• [THE PROBLEM]: Copy out the records below word for word, from the line containing "One point marks each instance of the leafy" through the line containing "x=29, y=506", including both of those lines and nothing outside them.

▬▬▬▬▬▬

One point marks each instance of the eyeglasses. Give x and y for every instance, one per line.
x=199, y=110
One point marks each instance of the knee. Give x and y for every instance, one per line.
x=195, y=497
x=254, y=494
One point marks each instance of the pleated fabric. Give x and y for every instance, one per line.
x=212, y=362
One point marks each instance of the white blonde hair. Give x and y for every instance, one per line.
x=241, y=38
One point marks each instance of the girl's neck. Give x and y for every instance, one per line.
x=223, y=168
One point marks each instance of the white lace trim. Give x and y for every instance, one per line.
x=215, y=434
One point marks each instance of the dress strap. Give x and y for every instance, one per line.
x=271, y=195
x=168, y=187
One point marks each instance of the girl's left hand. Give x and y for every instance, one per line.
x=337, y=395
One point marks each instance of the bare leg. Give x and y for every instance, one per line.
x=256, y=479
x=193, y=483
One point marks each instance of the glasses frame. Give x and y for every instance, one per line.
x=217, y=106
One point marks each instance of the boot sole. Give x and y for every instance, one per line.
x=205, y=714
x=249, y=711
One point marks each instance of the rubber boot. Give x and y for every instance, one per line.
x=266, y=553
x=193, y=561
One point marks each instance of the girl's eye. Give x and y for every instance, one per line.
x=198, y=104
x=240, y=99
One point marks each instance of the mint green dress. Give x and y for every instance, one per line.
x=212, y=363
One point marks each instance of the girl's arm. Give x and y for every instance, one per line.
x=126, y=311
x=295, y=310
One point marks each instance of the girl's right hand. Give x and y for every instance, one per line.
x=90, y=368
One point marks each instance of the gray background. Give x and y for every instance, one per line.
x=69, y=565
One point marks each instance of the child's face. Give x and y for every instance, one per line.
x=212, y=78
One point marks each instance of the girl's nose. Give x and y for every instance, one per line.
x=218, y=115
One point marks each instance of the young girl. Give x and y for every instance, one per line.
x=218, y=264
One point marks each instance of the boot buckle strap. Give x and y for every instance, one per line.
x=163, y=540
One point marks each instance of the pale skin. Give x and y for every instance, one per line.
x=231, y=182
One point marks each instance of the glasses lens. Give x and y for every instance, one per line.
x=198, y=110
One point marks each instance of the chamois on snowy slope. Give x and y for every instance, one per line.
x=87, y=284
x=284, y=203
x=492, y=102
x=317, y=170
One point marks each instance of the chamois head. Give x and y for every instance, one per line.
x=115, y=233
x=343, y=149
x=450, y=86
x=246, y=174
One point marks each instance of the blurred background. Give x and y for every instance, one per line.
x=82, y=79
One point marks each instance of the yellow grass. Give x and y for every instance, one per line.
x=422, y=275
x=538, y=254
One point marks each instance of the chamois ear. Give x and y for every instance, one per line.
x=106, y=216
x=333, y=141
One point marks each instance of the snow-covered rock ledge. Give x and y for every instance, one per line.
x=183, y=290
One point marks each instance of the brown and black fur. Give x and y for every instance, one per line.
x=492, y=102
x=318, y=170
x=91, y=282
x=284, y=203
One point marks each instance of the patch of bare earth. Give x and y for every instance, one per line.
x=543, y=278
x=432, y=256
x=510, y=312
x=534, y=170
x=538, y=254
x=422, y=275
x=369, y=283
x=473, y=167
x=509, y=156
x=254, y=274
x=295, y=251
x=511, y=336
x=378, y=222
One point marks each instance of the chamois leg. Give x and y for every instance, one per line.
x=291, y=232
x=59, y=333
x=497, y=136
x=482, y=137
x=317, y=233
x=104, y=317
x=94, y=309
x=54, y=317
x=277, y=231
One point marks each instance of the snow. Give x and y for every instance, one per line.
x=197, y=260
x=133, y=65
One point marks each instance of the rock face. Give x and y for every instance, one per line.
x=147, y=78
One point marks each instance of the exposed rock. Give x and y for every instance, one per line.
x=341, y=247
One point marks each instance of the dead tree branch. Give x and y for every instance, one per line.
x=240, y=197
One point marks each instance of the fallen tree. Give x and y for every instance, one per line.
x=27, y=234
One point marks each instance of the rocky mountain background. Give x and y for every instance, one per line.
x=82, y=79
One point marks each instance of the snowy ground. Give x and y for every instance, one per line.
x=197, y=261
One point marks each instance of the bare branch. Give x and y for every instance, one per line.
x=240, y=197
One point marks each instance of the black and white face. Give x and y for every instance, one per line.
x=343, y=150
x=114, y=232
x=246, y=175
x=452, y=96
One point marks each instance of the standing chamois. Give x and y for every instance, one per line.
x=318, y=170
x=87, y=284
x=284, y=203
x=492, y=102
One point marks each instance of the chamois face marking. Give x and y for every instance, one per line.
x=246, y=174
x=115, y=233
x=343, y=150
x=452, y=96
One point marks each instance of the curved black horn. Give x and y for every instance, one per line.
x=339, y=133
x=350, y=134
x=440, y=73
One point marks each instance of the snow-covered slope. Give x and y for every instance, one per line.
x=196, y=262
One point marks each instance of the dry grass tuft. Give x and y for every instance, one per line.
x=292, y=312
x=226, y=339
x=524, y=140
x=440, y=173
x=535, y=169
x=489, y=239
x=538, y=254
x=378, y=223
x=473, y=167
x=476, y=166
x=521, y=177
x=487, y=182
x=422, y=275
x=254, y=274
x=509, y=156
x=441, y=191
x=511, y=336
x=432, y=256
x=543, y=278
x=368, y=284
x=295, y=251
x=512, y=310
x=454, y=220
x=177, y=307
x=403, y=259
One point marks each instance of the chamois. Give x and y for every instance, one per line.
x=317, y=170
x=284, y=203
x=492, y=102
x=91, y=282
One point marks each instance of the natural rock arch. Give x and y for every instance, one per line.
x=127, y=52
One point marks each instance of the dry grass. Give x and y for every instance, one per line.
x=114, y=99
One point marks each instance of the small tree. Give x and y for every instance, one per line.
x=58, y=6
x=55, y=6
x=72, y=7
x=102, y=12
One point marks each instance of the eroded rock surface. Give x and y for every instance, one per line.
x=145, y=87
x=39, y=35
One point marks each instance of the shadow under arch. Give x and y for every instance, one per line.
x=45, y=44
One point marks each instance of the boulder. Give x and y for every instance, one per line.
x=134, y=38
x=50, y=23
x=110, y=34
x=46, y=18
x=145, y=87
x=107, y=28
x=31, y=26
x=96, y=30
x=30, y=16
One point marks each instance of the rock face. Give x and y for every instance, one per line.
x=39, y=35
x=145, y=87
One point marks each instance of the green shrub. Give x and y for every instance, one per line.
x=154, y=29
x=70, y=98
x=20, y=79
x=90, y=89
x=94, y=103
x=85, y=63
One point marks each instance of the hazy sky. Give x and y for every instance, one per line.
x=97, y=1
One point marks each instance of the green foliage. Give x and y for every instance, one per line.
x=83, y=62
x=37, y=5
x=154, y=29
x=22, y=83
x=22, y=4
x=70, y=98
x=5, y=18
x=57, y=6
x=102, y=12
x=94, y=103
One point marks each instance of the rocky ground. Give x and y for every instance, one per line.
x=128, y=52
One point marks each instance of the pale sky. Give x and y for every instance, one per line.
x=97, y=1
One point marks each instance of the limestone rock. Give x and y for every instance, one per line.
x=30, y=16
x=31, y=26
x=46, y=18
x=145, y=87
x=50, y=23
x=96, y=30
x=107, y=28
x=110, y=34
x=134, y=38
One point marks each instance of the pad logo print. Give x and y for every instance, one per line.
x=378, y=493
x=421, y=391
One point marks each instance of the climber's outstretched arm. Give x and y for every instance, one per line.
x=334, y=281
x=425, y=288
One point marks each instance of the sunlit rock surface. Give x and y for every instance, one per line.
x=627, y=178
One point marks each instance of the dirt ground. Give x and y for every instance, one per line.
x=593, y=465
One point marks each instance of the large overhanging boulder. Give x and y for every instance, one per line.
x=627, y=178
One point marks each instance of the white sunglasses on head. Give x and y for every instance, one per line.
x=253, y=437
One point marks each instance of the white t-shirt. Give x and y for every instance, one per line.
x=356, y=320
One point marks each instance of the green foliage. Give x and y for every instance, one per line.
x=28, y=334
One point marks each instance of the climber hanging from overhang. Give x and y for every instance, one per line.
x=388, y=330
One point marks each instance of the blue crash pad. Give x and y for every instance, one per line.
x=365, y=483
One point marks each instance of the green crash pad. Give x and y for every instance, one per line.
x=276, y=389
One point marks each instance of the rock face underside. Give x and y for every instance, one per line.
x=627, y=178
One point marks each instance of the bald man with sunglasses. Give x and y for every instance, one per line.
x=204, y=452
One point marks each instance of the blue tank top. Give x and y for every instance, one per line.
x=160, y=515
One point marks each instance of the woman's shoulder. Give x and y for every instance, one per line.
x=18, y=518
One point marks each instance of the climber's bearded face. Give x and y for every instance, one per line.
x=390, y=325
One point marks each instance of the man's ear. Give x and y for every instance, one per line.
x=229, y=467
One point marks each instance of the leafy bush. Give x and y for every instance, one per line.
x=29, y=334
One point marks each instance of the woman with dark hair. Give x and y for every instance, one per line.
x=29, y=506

▬▬▬▬▬▬

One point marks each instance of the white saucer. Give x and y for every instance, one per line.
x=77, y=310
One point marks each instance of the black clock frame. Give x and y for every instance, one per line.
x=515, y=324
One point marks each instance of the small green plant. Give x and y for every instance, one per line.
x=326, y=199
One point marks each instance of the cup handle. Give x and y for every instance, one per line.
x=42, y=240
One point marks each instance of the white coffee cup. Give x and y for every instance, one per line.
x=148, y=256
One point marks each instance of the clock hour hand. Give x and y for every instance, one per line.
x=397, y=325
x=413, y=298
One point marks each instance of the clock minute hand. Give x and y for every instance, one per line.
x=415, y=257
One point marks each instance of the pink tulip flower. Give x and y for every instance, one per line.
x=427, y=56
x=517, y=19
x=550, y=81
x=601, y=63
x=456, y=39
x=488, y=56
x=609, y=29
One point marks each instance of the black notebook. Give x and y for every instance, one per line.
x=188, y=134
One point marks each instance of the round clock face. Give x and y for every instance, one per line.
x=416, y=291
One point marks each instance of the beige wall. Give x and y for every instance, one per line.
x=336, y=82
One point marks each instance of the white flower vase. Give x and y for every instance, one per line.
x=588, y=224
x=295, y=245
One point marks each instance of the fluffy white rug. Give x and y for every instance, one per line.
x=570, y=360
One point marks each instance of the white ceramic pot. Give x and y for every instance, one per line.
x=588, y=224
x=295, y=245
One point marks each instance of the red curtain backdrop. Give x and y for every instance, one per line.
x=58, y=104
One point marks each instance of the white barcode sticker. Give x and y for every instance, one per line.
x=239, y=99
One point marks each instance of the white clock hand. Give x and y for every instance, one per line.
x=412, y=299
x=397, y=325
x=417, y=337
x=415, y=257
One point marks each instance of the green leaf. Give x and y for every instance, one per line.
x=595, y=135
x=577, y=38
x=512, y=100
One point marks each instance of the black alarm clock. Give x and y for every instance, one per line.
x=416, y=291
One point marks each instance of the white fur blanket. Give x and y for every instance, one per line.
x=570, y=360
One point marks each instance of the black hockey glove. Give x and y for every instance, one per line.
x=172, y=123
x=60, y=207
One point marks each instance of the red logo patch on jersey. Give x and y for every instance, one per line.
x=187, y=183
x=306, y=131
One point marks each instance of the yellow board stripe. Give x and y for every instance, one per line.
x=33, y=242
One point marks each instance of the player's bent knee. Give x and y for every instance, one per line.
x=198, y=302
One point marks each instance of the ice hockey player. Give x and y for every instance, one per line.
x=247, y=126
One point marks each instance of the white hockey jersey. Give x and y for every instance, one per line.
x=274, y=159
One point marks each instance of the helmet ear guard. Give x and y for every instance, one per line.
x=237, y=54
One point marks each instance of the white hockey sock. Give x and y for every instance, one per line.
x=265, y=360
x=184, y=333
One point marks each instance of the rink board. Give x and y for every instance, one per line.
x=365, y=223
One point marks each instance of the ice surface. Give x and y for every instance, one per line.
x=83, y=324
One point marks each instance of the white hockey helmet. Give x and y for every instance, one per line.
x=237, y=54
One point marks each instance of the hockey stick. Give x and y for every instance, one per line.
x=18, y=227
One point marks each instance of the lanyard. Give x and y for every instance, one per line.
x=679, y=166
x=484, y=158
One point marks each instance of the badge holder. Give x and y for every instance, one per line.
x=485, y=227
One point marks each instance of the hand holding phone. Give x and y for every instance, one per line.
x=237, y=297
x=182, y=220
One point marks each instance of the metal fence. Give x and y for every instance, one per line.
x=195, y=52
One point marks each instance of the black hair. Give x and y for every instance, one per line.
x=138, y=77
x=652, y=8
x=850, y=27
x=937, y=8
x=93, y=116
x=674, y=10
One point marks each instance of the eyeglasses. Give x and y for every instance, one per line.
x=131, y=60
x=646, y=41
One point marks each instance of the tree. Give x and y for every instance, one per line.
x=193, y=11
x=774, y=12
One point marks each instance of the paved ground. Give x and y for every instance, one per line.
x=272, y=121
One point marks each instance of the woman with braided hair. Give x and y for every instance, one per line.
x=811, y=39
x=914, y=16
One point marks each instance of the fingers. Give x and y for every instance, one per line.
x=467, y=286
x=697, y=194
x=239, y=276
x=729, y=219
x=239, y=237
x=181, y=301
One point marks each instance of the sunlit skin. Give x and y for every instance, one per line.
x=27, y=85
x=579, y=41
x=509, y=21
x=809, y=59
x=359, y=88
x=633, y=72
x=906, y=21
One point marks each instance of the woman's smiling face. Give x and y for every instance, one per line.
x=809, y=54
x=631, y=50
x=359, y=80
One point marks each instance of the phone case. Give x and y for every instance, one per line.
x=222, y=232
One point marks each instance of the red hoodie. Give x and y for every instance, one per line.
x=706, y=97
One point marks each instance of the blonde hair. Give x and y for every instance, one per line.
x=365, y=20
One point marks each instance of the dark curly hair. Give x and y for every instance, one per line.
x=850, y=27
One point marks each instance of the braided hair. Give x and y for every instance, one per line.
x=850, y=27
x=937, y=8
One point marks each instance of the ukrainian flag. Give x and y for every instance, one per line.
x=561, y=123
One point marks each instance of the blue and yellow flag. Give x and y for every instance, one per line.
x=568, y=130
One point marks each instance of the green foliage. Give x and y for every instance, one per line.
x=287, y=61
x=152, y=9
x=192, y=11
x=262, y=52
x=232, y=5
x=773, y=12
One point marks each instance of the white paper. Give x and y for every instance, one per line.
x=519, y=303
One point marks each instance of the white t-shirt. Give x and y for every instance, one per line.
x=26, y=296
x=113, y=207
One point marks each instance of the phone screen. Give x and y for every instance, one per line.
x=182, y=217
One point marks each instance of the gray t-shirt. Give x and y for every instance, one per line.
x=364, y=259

▬▬▬▬▬▬

• [ANSWER TO THE PROBLEM]:
One point marks each instance of the leafy bush. Give x and y for every instance, one per line.
x=29, y=334
One point marks each instance of the woman with dark hair. Give x and y for every instance, one per line.
x=29, y=506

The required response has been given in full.